(Point localization data)
═══

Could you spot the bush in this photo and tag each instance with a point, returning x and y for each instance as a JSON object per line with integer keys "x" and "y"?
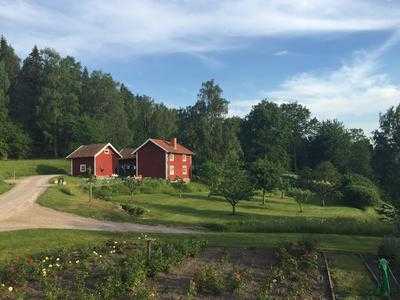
{"x": 66, "y": 190}
{"x": 360, "y": 196}
{"x": 135, "y": 211}
{"x": 390, "y": 249}
{"x": 210, "y": 280}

═══

Aim of the exercise:
Retype the entries exactly, skipping every picture.

Response box:
Could you spot the bush in this photo and tag each instance with a point, returning x and y for each instance as a JSON object per line with integer keys "x" and "y"?
{"x": 66, "y": 190}
{"x": 360, "y": 196}
{"x": 135, "y": 211}
{"x": 390, "y": 249}
{"x": 210, "y": 280}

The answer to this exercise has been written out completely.